**Given problem:** Start at the line containing "Task: place one pin on each instance of the shoelace" and transcribe every line exactly through the end of the records below, and only those lines.

Dataset records
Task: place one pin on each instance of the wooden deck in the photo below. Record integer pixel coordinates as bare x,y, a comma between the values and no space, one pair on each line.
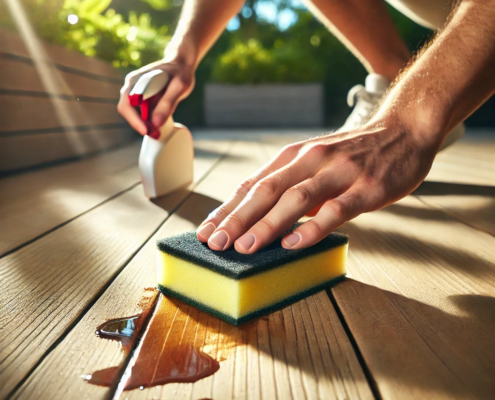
414,320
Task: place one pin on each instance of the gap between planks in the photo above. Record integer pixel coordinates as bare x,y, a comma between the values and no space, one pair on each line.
300,352
50,283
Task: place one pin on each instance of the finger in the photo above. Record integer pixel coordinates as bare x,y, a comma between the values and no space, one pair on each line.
332,214
293,204
167,104
126,110
131,115
260,200
214,219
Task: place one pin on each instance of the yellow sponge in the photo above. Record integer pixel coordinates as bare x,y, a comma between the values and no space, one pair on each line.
238,287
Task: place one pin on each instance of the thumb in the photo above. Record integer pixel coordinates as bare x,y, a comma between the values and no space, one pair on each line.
167,104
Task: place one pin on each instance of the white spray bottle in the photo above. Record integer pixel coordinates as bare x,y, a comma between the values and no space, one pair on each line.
166,157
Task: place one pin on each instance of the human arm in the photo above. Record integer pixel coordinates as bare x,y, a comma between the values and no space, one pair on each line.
376,165
200,24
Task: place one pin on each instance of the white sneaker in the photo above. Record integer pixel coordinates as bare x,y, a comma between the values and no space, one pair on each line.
365,99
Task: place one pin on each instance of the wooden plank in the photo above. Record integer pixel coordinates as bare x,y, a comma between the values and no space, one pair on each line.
420,300
18,152
420,303
46,285
12,43
40,113
275,359
462,182
34,203
16,74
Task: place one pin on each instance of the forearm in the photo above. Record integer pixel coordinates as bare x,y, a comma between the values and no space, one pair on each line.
200,24
453,77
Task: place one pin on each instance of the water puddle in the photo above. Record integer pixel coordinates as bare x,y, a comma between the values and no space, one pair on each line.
178,344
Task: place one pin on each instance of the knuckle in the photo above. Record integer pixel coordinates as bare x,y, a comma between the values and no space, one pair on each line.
315,151
267,186
244,187
338,208
290,149
266,225
235,222
301,194
218,214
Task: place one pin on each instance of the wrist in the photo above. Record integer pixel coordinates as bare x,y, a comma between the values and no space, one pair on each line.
425,124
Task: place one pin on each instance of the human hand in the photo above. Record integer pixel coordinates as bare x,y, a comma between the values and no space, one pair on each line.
347,173
181,83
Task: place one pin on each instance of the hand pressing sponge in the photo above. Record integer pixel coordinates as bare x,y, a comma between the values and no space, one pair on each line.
238,287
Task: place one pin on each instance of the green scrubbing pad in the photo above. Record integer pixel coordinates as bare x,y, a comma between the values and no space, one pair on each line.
239,287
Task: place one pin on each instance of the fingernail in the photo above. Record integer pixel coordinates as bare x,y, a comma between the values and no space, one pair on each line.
292,239
158,120
246,241
206,231
220,239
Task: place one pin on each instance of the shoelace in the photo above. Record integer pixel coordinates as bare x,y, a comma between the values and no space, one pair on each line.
363,101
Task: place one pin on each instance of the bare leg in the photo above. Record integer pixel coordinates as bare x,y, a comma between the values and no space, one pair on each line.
366,29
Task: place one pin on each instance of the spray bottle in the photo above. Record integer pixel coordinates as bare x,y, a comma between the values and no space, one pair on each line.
166,157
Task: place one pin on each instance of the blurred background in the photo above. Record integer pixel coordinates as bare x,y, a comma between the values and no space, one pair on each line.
276,41
62,63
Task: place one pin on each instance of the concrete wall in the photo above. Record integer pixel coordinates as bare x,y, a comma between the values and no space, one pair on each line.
267,105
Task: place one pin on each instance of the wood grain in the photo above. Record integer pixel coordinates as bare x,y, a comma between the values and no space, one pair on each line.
46,285
16,74
299,352
421,302
36,202
22,113
18,152
461,182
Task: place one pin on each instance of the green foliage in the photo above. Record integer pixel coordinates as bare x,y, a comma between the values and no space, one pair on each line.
104,33
251,63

**Task response:**
Task: place one pin on each instance of the shoelace in the photo above. Record integer pixel coordinates as bare x,y, a comma between the values and no space, one pair on each line.
363,101
Task: place one pin on each instance of the bare leg in the photo above. Record integer pixel coordinates as bare x,y, a comma between the values and no space, one pair on each line.
366,29
Task: place one pin on each instance of the spray bottle in the photo above. Record integer pixel coordinates as bare x,y, a comma between the values and no space, one pair on each line.
166,157
Task: place one pin on each instance of the blurred background in the photo above. Record integer pixel coordinates as bare x,y, a comma between the values and no space, one pair on each line.
276,41
62,63
Task: place one pin on each instance of the concrete wall in the photo above. Record integer pixel coordinates as bare x,y, a comma between the values and no space, one pair on each line.
267,105
Task: place one pin on each instance of the wood grain in the photo above. Record integer pixel coordinates as bare x,y, a comma between the values and no space, one pair on each line.
46,285
16,74
299,352
421,302
36,202
22,113
18,152
461,182
Task: place one pin on each instance of the green foliage in the photo above. Record integer pixel coordinates as bare x,y, a comma between the values and no space, one pair on each line.
104,33
251,63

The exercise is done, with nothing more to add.